__Data entries__.
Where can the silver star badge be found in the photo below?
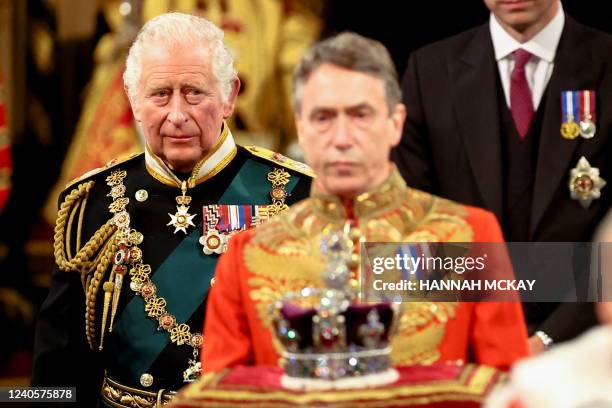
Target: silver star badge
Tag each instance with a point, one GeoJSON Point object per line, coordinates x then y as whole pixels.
{"type": "Point", "coordinates": [181, 220]}
{"type": "Point", "coordinates": [585, 183]}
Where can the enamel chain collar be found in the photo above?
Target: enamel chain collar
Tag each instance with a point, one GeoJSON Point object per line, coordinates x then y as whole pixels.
{"type": "Point", "coordinates": [129, 256]}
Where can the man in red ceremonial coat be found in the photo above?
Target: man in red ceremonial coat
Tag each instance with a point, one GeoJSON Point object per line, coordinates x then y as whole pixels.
{"type": "Point", "coordinates": [349, 116]}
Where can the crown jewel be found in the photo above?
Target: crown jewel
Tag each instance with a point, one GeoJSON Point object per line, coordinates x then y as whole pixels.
{"type": "Point", "coordinates": [329, 338]}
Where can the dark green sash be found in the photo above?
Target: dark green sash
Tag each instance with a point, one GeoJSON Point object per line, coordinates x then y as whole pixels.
{"type": "Point", "coordinates": [135, 334]}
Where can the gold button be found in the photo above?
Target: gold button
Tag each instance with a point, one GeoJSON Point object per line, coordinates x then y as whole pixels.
{"type": "Point", "coordinates": [142, 195]}
{"type": "Point", "coordinates": [146, 380]}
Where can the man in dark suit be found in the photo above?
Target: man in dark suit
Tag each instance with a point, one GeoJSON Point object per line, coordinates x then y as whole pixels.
{"type": "Point", "coordinates": [483, 128]}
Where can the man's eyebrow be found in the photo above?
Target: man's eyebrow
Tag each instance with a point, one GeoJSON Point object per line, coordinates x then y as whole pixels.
{"type": "Point", "coordinates": [359, 106]}
{"type": "Point", "coordinates": [192, 85]}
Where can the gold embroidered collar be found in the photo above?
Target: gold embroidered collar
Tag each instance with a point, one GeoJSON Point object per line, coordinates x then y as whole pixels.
{"type": "Point", "coordinates": [219, 156]}
{"type": "Point", "coordinates": [390, 194]}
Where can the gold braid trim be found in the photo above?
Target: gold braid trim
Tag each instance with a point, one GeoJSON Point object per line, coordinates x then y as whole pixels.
{"type": "Point", "coordinates": [105, 259]}
{"type": "Point", "coordinates": [95, 256]}
{"type": "Point", "coordinates": [82, 260]}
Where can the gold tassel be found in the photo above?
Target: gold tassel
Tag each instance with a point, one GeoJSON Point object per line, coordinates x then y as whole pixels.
{"type": "Point", "coordinates": [116, 294]}
{"type": "Point", "coordinates": [108, 291]}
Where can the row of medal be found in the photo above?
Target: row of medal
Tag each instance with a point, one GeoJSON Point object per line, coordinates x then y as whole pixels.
{"type": "Point", "coordinates": [220, 221]}
{"type": "Point", "coordinates": [585, 182]}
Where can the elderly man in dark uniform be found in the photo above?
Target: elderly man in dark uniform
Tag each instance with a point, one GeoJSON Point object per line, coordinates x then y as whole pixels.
{"type": "Point", "coordinates": [514, 116]}
{"type": "Point", "coordinates": [136, 242]}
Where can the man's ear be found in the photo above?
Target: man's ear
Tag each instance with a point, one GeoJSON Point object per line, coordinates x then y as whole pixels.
{"type": "Point", "coordinates": [228, 107]}
{"type": "Point", "coordinates": [298, 127]}
{"type": "Point", "coordinates": [398, 116]}
{"type": "Point", "coordinates": [134, 106]}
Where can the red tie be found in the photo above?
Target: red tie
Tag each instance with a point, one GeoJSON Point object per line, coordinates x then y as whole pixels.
{"type": "Point", "coordinates": [521, 104]}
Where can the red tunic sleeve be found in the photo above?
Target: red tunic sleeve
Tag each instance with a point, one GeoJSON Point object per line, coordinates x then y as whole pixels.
{"type": "Point", "coordinates": [227, 337]}
{"type": "Point", "coordinates": [499, 334]}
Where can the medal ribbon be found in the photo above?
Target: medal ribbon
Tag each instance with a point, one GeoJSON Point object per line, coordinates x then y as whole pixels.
{"type": "Point", "coordinates": [569, 106]}
{"type": "Point", "coordinates": [587, 105]}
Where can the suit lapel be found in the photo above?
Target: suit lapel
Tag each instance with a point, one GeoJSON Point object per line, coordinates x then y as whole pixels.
{"type": "Point", "coordinates": [573, 70]}
{"type": "Point", "coordinates": [475, 75]}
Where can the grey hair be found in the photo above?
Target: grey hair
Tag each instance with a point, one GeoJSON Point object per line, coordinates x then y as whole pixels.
{"type": "Point", "coordinates": [354, 52]}
{"type": "Point", "coordinates": [179, 28]}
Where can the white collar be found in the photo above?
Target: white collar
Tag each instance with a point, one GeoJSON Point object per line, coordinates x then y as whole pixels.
{"type": "Point", "coordinates": [543, 45]}
{"type": "Point", "coordinates": [219, 156]}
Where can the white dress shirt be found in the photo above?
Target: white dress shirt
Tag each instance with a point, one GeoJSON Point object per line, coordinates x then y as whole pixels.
{"type": "Point", "coordinates": [542, 46]}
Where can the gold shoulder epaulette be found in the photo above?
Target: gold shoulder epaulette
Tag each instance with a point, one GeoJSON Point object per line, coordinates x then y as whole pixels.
{"type": "Point", "coordinates": [109, 165]}
{"type": "Point", "coordinates": [281, 160]}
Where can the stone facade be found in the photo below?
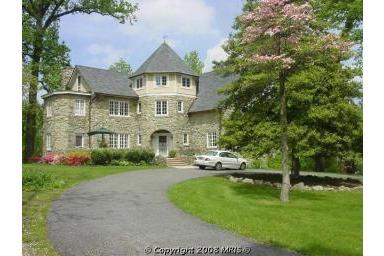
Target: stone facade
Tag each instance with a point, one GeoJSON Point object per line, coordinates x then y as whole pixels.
{"type": "Point", "coordinates": [162, 77]}
{"type": "Point", "coordinates": [63, 125]}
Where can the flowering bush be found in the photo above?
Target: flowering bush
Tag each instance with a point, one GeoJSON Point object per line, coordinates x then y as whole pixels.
{"type": "Point", "coordinates": [52, 158]}
{"type": "Point", "coordinates": [35, 159]}
{"type": "Point", "coordinates": [76, 158]}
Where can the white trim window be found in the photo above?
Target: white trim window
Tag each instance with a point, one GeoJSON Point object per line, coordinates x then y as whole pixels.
{"type": "Point", "coordinates": [139, 83]}
{"type": "Point", "coordinates": [180, 106]}
{"type": "Point", "coordinates": [48, 142]}
{"type": "Point", "coordinates": [211, 140]}
{"type": "Point", "coordinates": [161, 108]}
{"type": "Point", "coordinates": [161, 80]}
{"type": "Point", "coordinates": [185, 139]}
{"type": "Point", "coordinates": [79, 141]}
{"type": "Point", "coordinates": [186, 82]}
{"type": "Point", "coordinates": [119, 140]}
{"type": "Point", "coordinates": [79, 107]}
{"type": "Point", "coordinates": [118, 108]}
{"type": "Point", "coordinates": [78, 83]}
{"type": "Point", "coordinates": [48, 107]}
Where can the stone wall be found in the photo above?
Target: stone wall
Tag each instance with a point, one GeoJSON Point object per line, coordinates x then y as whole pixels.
{"type": "Point", "coordinates": [64, 125]}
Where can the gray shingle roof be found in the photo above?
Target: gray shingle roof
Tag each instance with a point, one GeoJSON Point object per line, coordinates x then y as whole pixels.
{"type": "Point", "coordinates": [164, 59]}
{"type": "Point", "coordinates": [106, 81]}
{"type": "Point", "coordinates": [208, 98]}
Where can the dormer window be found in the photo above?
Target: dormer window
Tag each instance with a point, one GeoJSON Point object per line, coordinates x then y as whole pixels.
{"type": "Point", "coordinates": [139, 83]}
{"type": "Point", "coordinates": [79, 83]}
{"type": "Point", "coordinates": [161, 80]}
{"type": "Point", "coordinates": [186, 82]}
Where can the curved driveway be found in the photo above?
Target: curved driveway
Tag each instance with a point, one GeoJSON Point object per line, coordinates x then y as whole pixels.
{"type": "Point", "coordinates": [125, 213]}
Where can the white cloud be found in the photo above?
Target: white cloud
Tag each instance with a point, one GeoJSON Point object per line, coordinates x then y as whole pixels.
{"type": "Point", "coordinates": [173, 18]}
{"type": "Point", "coordinates": [105, 55]}
{"type": "Point", "coordinates": [215, 53]}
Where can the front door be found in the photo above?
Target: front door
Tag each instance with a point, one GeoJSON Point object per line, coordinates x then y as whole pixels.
{"type": "Point", "coordinates": [163, 149]}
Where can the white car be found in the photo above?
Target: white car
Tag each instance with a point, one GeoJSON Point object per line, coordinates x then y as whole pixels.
{"type": "Point", "coordinates": [219, 160]}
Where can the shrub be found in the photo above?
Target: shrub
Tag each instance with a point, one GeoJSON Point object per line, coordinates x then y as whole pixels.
{"type": "Point", "coordinates": [117, 154]}
{"type": "Point", "coordinates": [101, 156]}
{"type": "Point", "coordinates": [52, 158]}
{"type": "Point", "coordinates": [35, 159]}
{"type": "Point", "coordinates": [76, 158]}
{"type": "Point", "coordinates": [172, 153]}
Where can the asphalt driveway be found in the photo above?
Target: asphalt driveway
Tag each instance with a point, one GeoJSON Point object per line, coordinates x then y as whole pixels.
{"type": "Point", "coordinates": [129, 214]}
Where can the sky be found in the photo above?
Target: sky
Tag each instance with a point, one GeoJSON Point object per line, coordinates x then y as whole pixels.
{"type": "Point", "coordinates": [188, 25]}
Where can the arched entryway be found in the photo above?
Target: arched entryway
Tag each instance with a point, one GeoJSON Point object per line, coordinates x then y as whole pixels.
{"type": "Point", "coordinates": [162, 142]}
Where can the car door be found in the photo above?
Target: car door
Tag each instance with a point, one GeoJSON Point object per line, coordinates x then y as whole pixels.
{"type": "Point", "coordinates": [233, 161]}
{"type": "Point", "coordinates": [225, 160]}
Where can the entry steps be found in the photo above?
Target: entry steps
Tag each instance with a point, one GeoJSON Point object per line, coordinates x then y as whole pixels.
{"type": "Point", "coordinates": [171, 162]}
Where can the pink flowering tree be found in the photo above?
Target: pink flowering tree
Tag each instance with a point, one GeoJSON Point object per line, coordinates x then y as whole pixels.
{"type": "Point", "coordinates": [273, 40]}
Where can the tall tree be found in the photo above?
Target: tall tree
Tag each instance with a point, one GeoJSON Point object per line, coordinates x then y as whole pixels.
{"type": "Point", "coordinates": [41, 18]}
{"type": "Point", "coordinates": [121, 66]}
{"type": "Point", "coordinates": [193, 61]}
{"type": "Point", "coordinates": [274, 40]}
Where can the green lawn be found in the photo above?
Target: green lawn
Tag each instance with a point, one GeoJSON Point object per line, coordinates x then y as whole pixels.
{"type": "Point", "coordinates": [37, 203]}
{"type": "Point", "coordinates": [313, 223]}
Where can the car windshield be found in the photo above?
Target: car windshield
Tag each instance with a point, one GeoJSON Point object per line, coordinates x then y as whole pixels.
{"type": "Point", "coordinates": [210, 153]}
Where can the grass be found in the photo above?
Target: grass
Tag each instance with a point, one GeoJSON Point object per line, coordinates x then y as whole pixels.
{"type": "Point", "coordinates": [312, 223]}
{"type": "Point", "coordinates": [37, 199]}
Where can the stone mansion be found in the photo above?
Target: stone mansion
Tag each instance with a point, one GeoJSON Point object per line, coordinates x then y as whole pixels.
{"type": "Point", "coordinates": [164, 105]}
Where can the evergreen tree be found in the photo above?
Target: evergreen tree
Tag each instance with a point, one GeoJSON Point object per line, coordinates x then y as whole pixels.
{"type": "Point", "coordinates": [274, 42]}
{"type": "Point", "coordinates": [193, 61]}
{"type": "Point", "coordinates": [121, 66]}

__What is being asked__.
Pull out every line of the entries, starting with the line that contains "Where can the evergreen" and continuing through the final line of the entries. Reproduce each line word for word, with nothing changed.

__Task response__.
Where can the evergreen tree be found in the photo above?
Target: evergreen tree
Tag each instance with a point, one GeoJSON Point object per line, coordinates x then y as whole pixels.
{"type": "Point", "coordinates": [274, 42]}
{"type": "Point", "coordinates": [193, 61]}
{"type": "Point", "coordinates": [121, 66]}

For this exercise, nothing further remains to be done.